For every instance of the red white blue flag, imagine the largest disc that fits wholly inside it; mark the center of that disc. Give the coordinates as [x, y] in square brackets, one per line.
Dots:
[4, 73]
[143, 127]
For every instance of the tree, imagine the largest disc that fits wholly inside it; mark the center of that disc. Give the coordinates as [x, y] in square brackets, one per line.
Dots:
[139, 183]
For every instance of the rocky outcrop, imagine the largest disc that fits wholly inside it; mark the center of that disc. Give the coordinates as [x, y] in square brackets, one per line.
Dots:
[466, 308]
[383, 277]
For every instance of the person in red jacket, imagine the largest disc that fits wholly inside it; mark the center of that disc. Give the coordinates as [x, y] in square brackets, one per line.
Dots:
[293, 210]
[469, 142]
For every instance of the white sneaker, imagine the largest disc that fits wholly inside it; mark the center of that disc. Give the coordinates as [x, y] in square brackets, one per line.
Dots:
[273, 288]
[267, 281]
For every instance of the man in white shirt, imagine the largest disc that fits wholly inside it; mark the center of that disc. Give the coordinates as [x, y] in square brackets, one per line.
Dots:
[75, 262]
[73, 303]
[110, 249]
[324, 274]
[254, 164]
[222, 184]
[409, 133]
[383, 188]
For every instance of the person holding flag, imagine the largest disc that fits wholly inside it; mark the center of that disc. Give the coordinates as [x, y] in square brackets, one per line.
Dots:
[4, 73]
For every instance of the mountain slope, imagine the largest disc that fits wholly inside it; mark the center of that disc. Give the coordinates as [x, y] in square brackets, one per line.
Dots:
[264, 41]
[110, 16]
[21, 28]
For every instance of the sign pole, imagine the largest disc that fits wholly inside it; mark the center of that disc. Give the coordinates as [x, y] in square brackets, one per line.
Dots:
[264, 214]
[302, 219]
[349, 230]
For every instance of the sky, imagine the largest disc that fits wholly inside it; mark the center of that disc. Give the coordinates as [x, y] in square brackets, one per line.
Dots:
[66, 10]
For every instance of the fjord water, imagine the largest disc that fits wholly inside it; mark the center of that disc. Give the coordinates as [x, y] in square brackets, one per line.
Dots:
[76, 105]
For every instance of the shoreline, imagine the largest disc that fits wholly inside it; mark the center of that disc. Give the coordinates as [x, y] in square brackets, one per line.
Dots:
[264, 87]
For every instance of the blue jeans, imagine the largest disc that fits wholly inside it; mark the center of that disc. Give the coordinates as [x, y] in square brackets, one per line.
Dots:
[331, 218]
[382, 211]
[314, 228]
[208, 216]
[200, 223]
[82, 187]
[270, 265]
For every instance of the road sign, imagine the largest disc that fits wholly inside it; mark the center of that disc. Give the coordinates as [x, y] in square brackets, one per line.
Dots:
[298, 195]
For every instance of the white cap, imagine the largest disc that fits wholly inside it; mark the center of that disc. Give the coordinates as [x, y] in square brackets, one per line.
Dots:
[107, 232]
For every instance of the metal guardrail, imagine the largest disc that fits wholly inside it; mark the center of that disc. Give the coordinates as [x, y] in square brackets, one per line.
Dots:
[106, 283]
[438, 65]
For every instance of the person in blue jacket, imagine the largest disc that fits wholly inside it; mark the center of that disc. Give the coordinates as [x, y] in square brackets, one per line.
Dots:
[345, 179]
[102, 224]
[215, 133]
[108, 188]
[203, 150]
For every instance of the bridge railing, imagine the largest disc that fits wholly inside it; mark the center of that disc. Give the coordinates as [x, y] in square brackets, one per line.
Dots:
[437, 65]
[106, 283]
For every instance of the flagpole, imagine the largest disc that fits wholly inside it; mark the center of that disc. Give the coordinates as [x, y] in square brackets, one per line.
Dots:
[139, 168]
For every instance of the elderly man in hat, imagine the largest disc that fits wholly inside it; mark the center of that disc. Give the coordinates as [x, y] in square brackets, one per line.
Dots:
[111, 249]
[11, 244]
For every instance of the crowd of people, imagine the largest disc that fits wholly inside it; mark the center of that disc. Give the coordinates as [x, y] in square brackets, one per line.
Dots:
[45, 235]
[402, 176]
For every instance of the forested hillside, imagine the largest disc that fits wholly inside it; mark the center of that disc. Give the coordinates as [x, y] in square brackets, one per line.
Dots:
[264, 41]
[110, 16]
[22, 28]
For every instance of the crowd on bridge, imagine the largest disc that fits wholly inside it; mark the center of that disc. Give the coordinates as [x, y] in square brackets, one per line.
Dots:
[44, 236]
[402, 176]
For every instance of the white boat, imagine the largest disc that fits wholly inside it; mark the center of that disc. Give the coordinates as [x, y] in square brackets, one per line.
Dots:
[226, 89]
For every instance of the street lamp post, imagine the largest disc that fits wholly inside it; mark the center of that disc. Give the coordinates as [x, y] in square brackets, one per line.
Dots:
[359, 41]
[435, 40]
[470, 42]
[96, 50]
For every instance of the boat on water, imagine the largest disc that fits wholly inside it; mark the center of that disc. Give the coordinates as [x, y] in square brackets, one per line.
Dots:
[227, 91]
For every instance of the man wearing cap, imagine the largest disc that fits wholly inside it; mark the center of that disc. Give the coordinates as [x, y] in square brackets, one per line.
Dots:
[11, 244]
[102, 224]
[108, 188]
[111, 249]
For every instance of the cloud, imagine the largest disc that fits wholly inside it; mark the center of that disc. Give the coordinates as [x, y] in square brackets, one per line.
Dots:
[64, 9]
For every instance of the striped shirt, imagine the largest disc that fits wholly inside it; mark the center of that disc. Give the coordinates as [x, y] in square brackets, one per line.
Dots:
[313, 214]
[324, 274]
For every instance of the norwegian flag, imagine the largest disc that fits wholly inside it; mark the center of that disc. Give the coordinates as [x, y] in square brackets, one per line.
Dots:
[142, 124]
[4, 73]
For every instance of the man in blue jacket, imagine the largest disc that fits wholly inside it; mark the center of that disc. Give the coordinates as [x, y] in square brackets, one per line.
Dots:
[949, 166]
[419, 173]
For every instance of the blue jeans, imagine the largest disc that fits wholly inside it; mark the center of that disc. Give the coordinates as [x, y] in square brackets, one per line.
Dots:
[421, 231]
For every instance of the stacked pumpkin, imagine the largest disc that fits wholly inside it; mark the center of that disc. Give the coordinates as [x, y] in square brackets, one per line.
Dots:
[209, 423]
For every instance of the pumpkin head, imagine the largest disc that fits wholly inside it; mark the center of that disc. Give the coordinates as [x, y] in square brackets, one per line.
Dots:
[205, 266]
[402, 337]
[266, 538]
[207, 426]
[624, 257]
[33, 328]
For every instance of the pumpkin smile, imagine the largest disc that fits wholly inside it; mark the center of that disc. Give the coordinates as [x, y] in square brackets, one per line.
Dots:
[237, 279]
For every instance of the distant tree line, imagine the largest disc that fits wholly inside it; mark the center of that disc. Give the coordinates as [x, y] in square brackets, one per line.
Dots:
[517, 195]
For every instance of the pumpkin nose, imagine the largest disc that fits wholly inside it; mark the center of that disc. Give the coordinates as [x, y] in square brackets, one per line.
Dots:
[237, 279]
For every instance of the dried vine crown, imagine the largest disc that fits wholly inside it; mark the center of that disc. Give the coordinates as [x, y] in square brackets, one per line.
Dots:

=======

Exercise objective: Convert the lines above into a numbered list, leaving out any blank lines.

Solution to the exercise:
1. For every instance of the red white blue flag, imagine the largest disc that fits wholly inside it; mark the center of that disc. Give the coordinates as [x, y] in square brackets, one per line.
2. Dots:
3. [4, 73]
4. [143, 127]
5. For every instance of the tree, imagine the largest disc that fits wholly inside it; mark the center of that disc. Give the coordinates as [x, y] in square brackets, one per line.
6. Dots:
7. [139, 183]
8. For every instance of the rocky outcrop, imagine the largest disc that fits wholly inside it; mark the center of that disc. Give the coordinates as [x, y] in square brackets, one per line.
9. Dots:
10. [466, 308]
11. [383, 277]
12. For every instance of the person in red jacket, imagine the largest disc that fits wholly inside it; mark the center of that disc. Give the coordinates as [x, y] in square brackets, one per line.
13. Dots:
14. [293, 210]
15. [469, 142]
16. For every instance of the white sneaker, imagine the largest disc that fits wholly inside it; mark the center of that disc. Give the coordinates as [x, y] in square brackets, one per line.
17. Dots:
18. [273, 288]
19. [267, 281]
20. For every instance of the man in white shirt, imagine the largest disc that fits wholly inside it; mark the center of that disc. Give the coordinates as [x, y] in square brackets, one per line.
21. Dots:
22. [75, 262]
23. [73, 303]
24. [110, 249]
25. [324, 274]
26. [254, 164]
27. [222, 184]
28. [409, 133]
29. [383, 188]
30. For every instance of the person holding flag, imagine the largest disc that fits wholly inside it; mark the center of that disc. Give the coordinates as [x, y] in square brackets, one per line.
31. Dots:
32. [4, 73]
33. For every instance of the mountain slope, imagine the largest disc that fits wholly inside it; mark the center of that disc. Give the coordinates as [x, y] in square brackets, one per line.
34. Dots:
35. [264, 41]
36. [110, 16]
37. [21, 28]
38. For every instance of the sign pole, imagine the largest disc that fits wholly inside it; mark the center of that disc. Give the coordinates as [x, y] in square brackets, one per line.
39. Dots:
40. [264, 214]
41. [302, 219]
42. [349, 230]
43. For every instance of the sky, imagine the largest disc that fits wholly inside it; mark the center of that disc. Give the coordinates as [x, y] in square brackets, one per line.
44. Dots:
45. [66, 10]
46. For every instance of the fjord water, imagine the largest disc that fits wholly inside it; mark the center of that disc. Give the coordinates as [x, y] in square brackets, one per line.
47. Dots:
48. [76, 105]
49. For every instance of the shoreline, imagine the largest disc that fits wholly inside it; mark the center of that disc. Give the coordinates as [x, y] in square brackets, one per line.
50. Dots:
51. [264, 87]
52. For every instance of the blue jeans, imagine the largest disc that fits wholly inside it; mark the center of that disc. Give the coordinates as [x, y] in square brackets, one per line.
53. Dots:
54. [331, 218]
55. [382, 211]
56. [314, 228]
57. [208, 216]
58. [200, 223]
59. [82, 187]
60. [270, 265]
61. For every instance of the road sign, imagine the largest disc that fits wholly inside it; mark the center of that disc. Give the coordinates as [x, y] in square brackets, one per line.
62. Dots:
63. [298, 195]
64. For every instance of the white cap, imagine the largest disc that fits wholly inside it; mark the center of that disc. Give the coordinates as [x, y] in square brackets, one per line.
65. Dots:
66. [107, 232]
67. For every instance of the metal guardrail, imagine the largest disc that fits wholly inside it; mark the center of that disc. Give the coordinates as [x, y] in square brackets, one per line.
68. Dots:
69. [106, 283]
70. [438, 65]
71. For every instance of the person in blue jacket, imagine the largest disc that fits wholly inside it; mark the center of that disc. Give the coordinates as [x, y] in square brackets, one per line.
72. Dots:
73. [345, 179]
74. [102, 224]
75. [215, 133]
76. [108, 188]
77. [203, 150]
78. For every instance of the bridge railing, imagine the largest disc that fits wholly inside it; mark the center of that disc. Give the coordinates as [x, y] in square brackets, one per line.
79. Dots:
80. [437, 65]
81. [106, 283]
82. For every instance of the flagpole, imagine the largest disc that fits wholly inside it; mark the center of that disc. Give the coordinates as [x, y] in square brackets, one per line.
83. Dots:
84. [139, 168]
85. For every instance of the elderly man in hat, imagine the largest disc that fits wholly inside it; mark the center of that disc. Give the coordinates as [x, y] in square brackets, one per line.
86. Dots:
87. [111, 249]
88. [11, 244]
89. For every instance of the crowd of people, imagine the largest disc that fits wholly inside it; mark the center of that disc. Give the coordinates as [x, y] in square brackets, one per line.
90. Dots:
91. [45, 235]
92. [402, 176]
93. For every instance of the forested hillside, imagine the largest disc that fits wholly inside it; mark the center of that disc. Give the coordinates as [x, y] in square brackets, one per line.
94. Dots:
95. [264, 41]
96. [110, 16]
97. [22, 28]
98. For every instance of the crowd on bridge, imagine the largest disc that fits wholly inside it; mark the center of that disc. Give the coordinates as [x, y] in square brackets, one per line.
99. Dots:
100. [44, 236]
101. [402, 176]
102. For every instance of the white boat, imagine the largest disc that fits wholly inside it; mark the center of that disc. Give the coordinates as [x, y] in square brackets, one per line.
103. Dots:
104. [226, 89]
105. For every instance of the street lamp post, imagine the largest disc that fits wholly inside it; mark the center of that disc. Give the coordinates as [x, y] in square brackets, one per line.
106. Dots:
107. [359, 41]
108. [435, 40]
109. [470, 42]
110. [96, 50]
111. For every instance of the boat on water, imagine the largest disc that fits wholly inside it; mark the center of that disc. Give the coordinates as [x, y] in square brackets, one per line.
112. Dots:
113. [227, 91]
114. For every instance of the man wearing cap, imagine the largest disc that fits wholly inside it; mark the center of that disc. Give the coordinates as [x, y] in square brackets, one per line.
115. Dots:
116. [11, 244]
117. [102, 224]
118. [108, 188]
119. [111, 249]
120. For every instance of the cloud, imagine the largest disc that fits wholly inside it; mark the center of that disc. Give the coordinates as [x, y] in square brackets, one per line.
121. Dots:
122. [64, 9]
123. For every instance of the striped shirt, imagine the largest disc that fits wholly inside it; mark the center of that disc. Give the coordinates as [x, y] in square brackets, one per line.
124. Dots:
125. [313, 214]
126. [324, 274]
127. For every instance of the norwegian flag, imagine the largest disc that fits wholly inside it; mark the center of that disc. Give the coordinates as [x, y] in square brackets, one per line.
128. Dots:
129. [142, 124]
130. [4, 73]
131. For every instance of the man in blue jacket, imagine the largest disc that fits wholly inside it; mark the center of that disc. Give the coordinates as [x, y] in square brackets, one per line.
132. Dots:
133. [949, 166]
134. [419, 173]
135. For every instance of the blue jeans, imagine the largest disc that fits wholly inside it; mark the center of that disc. Give the coordinates as [x, y] in square brackets, one per line.
136. Dots:
137. [421, 231]
138. For every instance of the stacked pumpkin, imagine the largest disc that fits wholly inside it; mark the center of that disc. Give the coordinates as [x, y] in square brackets, one per line.
139. Dots:
140. [209, 423]
141. For every instance of the pumpkin head, imagine the largest disc that fits wholly inside it; mark the center of that disc. Give the coordinates as [x, y] in square brackets, one per line.
142. Dots:
143. [205, 266]
144. [402, 337]
145. [266, 538]
146. [207, 426]
147. [624, 257]
148. [33, 328]
149. For every instance of the pumpkin smile, imagine the largest disc that fits wholly inside it; mark the center of that disc. Give the coordinates as [x, y] in square brackets, one per line.
150. Dots:
151. [237, 279]
152. For every instance of the distant tree line, imagine the largest disc that fits wholly inside it; mark the center of that disc. Give the coordinates as [x, y] in square brackets, one per line.
153. Dots:
154. [517, 195]
155. For every instance of the pumpkin nose, imagine the largest disc that fits wholly inside it; mark the center of that disc. Give the coordinates as [x, y] in square brackets, one per line.
156. Dots:
157. [237, 279]
158. For every instance of the dried vine crown, imagine the largest disc that fits wholly inside it; mark the center of that disc. Give the coordinates as [x, y] in square brackets, one per line.
159. Dots:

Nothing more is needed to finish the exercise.